Return the rows below verbatim, leaving out the pictures.

▶

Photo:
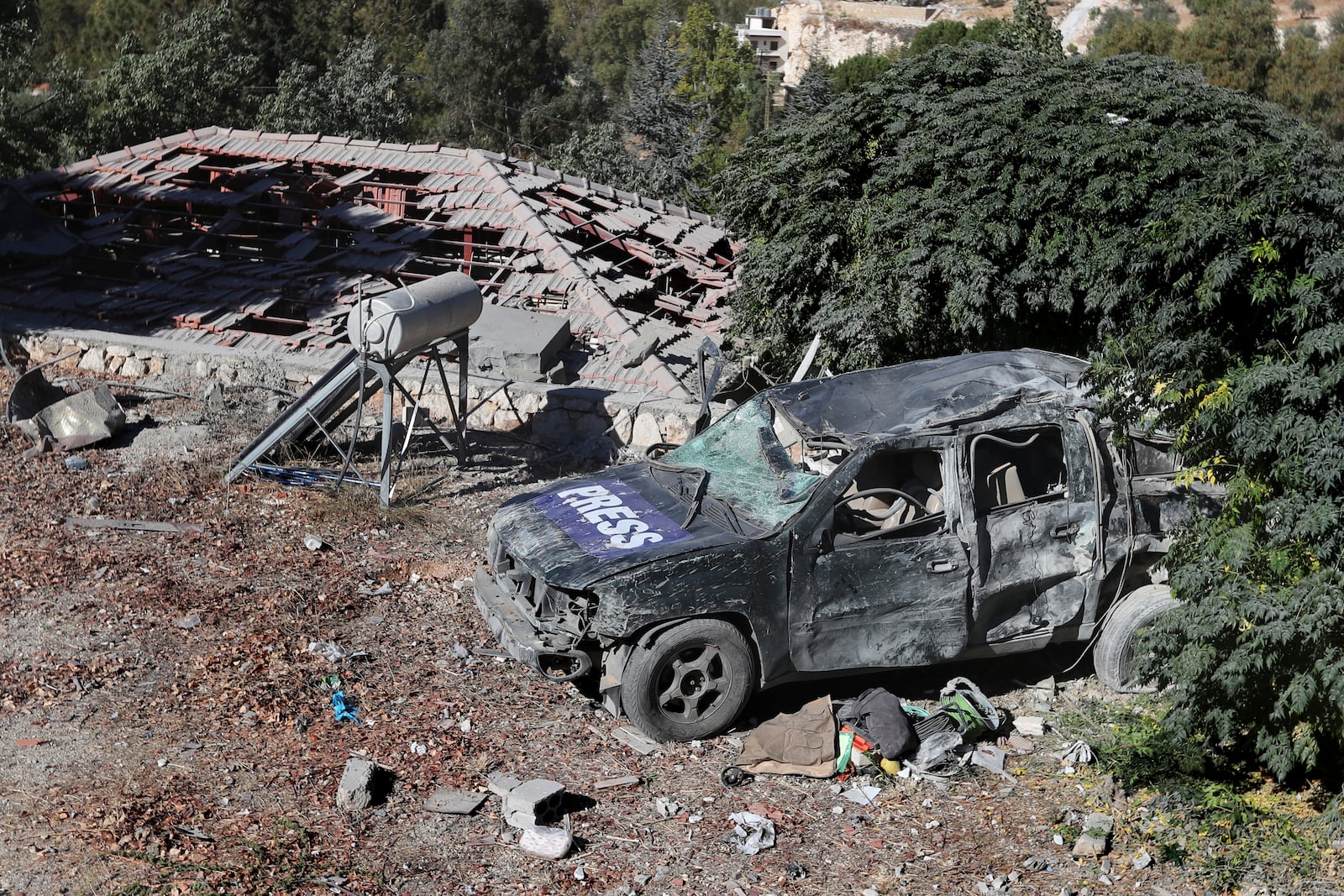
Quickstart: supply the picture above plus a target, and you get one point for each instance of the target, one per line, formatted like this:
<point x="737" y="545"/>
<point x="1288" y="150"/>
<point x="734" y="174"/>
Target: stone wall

◀

RIGHT ANSWER
Photo:
Quickstart: supply the picture above plus a target, and you get one point for each instance of the target, one per line, formatted like this:
<point x="737" y="545"/>
<point x="1288" y="150"/>
<point x="734" y="174"/>
Target: stone wall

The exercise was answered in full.